▶ **Input for this task**
---------------

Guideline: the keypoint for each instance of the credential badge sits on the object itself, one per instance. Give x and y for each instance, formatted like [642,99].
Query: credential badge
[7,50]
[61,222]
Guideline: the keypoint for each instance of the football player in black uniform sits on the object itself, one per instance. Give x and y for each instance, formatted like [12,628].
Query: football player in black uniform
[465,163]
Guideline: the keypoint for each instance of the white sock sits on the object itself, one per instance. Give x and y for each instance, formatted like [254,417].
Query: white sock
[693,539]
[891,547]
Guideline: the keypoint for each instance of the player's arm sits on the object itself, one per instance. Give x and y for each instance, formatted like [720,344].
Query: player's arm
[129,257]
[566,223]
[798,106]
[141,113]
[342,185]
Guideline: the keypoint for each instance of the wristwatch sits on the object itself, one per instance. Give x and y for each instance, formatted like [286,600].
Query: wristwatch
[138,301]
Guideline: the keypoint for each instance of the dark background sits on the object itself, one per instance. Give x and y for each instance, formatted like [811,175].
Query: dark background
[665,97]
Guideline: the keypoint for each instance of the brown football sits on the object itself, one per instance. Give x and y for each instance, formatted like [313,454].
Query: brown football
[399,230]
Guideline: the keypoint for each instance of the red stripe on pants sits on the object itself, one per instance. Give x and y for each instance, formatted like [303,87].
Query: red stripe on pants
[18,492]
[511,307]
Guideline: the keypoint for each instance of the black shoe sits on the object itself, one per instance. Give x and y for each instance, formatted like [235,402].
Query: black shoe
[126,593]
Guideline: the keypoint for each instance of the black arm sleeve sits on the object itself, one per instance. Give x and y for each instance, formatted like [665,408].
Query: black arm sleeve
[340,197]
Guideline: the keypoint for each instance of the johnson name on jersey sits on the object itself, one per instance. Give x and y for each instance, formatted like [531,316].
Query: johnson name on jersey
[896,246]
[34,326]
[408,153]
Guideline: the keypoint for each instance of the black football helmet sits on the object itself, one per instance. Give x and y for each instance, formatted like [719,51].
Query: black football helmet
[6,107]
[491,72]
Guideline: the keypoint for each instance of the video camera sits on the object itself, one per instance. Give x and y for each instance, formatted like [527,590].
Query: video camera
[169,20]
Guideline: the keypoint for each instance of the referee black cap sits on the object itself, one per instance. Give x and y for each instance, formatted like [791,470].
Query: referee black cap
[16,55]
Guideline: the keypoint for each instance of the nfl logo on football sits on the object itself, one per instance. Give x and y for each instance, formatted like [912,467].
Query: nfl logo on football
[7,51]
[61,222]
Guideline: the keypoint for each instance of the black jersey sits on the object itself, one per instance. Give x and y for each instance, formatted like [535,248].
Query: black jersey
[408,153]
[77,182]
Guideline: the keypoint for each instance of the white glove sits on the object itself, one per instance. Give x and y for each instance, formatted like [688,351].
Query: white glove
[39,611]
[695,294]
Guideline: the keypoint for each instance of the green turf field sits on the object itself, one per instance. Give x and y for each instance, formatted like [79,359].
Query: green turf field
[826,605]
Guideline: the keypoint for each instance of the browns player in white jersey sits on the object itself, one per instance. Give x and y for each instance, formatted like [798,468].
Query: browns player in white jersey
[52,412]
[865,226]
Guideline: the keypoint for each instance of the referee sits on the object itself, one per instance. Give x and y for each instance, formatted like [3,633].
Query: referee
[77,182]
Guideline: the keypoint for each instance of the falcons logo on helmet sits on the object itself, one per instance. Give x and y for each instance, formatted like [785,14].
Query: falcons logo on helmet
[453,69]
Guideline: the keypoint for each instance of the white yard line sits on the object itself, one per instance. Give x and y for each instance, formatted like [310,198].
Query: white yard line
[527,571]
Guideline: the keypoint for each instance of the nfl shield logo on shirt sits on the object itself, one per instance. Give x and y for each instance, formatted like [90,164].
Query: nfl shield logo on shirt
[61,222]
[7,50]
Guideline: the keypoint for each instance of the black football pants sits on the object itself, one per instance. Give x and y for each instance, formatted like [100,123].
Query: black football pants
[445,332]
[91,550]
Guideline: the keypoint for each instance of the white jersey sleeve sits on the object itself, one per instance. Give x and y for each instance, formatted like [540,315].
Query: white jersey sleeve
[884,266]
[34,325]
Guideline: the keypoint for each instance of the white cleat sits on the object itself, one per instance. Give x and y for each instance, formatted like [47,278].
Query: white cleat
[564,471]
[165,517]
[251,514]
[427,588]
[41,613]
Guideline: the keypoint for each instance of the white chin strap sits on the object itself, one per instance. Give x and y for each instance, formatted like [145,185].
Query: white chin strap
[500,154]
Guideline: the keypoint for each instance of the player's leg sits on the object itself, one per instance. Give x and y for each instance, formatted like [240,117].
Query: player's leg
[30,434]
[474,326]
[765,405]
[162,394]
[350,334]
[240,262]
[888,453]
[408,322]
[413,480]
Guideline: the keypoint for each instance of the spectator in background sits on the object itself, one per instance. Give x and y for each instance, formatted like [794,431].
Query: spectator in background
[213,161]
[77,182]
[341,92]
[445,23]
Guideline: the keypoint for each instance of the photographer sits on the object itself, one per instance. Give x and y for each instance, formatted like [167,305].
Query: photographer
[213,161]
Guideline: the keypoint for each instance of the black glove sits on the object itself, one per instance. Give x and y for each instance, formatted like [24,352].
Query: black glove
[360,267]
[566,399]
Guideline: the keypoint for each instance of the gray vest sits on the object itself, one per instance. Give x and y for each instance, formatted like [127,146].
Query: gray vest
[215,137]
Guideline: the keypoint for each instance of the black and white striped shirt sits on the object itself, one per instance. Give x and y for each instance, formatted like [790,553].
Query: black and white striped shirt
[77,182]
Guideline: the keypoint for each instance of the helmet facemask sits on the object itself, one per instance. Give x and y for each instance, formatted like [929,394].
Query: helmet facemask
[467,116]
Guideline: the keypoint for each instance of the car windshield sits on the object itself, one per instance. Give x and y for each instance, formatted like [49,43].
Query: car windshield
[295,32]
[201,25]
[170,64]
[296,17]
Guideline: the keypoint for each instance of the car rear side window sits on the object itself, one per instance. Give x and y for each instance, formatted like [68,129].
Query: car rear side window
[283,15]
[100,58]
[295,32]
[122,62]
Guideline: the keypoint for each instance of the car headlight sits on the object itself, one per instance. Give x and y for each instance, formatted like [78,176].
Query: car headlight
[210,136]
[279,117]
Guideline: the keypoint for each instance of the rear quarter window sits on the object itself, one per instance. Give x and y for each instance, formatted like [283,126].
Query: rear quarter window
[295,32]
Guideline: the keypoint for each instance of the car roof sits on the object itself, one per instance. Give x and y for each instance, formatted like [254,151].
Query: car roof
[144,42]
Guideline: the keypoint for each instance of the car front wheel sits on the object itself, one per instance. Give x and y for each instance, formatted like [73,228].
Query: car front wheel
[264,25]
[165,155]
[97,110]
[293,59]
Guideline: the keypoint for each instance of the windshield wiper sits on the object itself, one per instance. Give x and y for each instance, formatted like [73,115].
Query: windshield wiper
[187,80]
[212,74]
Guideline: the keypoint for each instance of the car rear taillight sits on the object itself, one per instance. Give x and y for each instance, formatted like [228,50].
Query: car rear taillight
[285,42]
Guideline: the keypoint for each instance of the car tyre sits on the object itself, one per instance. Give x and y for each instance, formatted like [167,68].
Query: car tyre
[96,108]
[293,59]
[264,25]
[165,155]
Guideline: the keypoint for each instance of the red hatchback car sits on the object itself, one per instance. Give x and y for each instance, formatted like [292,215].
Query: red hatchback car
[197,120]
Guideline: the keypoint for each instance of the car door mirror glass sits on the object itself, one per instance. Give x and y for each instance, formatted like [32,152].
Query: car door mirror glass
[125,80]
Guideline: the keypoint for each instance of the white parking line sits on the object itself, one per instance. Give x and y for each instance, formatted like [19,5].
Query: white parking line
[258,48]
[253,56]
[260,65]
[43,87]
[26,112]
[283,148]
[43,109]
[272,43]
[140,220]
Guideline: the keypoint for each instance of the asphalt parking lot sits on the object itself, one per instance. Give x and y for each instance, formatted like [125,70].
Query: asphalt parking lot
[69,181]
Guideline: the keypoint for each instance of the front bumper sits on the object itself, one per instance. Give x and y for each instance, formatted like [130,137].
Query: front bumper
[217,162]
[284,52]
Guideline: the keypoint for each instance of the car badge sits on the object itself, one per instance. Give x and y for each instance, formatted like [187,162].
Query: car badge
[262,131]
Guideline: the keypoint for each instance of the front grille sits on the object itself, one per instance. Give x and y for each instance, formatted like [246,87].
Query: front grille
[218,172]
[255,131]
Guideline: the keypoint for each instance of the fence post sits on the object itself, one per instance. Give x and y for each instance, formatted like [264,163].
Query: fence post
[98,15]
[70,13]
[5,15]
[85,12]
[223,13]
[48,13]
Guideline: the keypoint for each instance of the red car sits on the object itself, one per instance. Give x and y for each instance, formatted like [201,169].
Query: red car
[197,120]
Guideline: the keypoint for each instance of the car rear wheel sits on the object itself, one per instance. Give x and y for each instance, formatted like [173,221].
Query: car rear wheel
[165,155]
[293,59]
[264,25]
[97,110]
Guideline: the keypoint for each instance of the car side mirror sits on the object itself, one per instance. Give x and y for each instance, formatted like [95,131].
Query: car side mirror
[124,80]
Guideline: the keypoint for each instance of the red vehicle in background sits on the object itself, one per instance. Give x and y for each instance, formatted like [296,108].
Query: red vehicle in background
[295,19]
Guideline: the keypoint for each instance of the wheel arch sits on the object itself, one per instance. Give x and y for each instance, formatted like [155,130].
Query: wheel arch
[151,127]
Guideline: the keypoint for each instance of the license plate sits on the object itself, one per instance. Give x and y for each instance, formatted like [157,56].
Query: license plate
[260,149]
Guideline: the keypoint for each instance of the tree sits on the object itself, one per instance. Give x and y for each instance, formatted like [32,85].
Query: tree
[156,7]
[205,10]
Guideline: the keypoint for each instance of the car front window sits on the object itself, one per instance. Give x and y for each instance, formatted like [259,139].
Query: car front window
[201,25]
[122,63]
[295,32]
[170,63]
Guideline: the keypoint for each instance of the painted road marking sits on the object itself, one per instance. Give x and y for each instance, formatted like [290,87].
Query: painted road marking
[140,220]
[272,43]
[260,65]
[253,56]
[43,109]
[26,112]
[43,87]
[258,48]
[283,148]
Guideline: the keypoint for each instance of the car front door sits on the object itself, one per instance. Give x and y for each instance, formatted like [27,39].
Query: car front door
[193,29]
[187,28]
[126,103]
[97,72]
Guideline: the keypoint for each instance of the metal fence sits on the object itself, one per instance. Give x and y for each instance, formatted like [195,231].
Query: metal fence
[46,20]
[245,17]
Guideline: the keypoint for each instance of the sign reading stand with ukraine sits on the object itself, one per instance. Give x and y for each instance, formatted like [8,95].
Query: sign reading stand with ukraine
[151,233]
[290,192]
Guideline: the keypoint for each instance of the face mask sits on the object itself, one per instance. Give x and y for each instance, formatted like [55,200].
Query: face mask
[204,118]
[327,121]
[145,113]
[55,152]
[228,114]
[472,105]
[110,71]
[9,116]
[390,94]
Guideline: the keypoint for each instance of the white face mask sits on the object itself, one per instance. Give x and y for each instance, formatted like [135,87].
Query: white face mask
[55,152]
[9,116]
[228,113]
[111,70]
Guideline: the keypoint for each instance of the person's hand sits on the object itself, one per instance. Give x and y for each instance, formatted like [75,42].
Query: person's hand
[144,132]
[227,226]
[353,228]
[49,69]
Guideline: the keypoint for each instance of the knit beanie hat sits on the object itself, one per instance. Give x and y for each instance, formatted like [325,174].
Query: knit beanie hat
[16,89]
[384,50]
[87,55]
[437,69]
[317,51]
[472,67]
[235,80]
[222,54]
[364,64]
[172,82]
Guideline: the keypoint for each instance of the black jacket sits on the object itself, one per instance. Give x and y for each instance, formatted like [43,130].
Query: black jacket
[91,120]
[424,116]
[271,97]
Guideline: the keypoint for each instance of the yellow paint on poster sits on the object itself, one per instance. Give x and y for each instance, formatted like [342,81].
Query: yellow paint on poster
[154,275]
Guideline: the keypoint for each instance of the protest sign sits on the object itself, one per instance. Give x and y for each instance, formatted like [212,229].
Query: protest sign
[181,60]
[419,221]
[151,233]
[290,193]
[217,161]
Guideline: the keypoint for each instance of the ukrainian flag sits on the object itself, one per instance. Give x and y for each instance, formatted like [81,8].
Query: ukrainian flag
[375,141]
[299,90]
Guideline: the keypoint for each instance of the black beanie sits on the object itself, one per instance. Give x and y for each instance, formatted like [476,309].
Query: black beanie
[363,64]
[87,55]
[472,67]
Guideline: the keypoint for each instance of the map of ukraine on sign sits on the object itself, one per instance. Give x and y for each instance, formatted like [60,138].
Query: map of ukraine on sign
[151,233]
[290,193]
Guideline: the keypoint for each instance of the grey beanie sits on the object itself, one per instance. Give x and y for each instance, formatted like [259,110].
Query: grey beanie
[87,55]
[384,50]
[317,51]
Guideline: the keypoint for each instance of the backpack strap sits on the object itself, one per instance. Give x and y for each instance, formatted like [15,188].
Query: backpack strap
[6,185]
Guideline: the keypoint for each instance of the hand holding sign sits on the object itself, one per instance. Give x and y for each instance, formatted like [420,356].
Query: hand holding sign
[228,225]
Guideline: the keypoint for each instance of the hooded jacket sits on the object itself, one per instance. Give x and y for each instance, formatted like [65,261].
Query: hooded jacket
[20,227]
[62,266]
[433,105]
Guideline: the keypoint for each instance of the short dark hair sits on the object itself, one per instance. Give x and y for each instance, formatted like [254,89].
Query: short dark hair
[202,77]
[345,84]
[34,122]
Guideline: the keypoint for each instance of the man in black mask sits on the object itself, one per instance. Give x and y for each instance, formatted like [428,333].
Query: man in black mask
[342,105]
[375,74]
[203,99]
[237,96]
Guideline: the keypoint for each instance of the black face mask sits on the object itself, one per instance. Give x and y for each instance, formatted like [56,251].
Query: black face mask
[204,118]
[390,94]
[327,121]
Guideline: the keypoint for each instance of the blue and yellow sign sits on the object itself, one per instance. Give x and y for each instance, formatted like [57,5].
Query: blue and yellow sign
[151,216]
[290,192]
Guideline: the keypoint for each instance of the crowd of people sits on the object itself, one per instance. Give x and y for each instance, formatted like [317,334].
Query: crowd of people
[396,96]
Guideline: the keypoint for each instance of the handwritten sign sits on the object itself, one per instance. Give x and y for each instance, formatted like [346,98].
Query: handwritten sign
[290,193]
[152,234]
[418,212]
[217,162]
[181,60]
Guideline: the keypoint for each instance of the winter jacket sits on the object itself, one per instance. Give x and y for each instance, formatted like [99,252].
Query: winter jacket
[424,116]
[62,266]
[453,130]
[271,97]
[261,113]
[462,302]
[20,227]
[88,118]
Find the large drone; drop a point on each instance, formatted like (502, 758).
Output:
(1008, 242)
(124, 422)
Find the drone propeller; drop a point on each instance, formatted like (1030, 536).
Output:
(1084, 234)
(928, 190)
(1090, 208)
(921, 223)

---------------

▶ **The problem**
If a line of the data contains the string "Find", count it; then give the total alone.

▶ **Expected answer**
2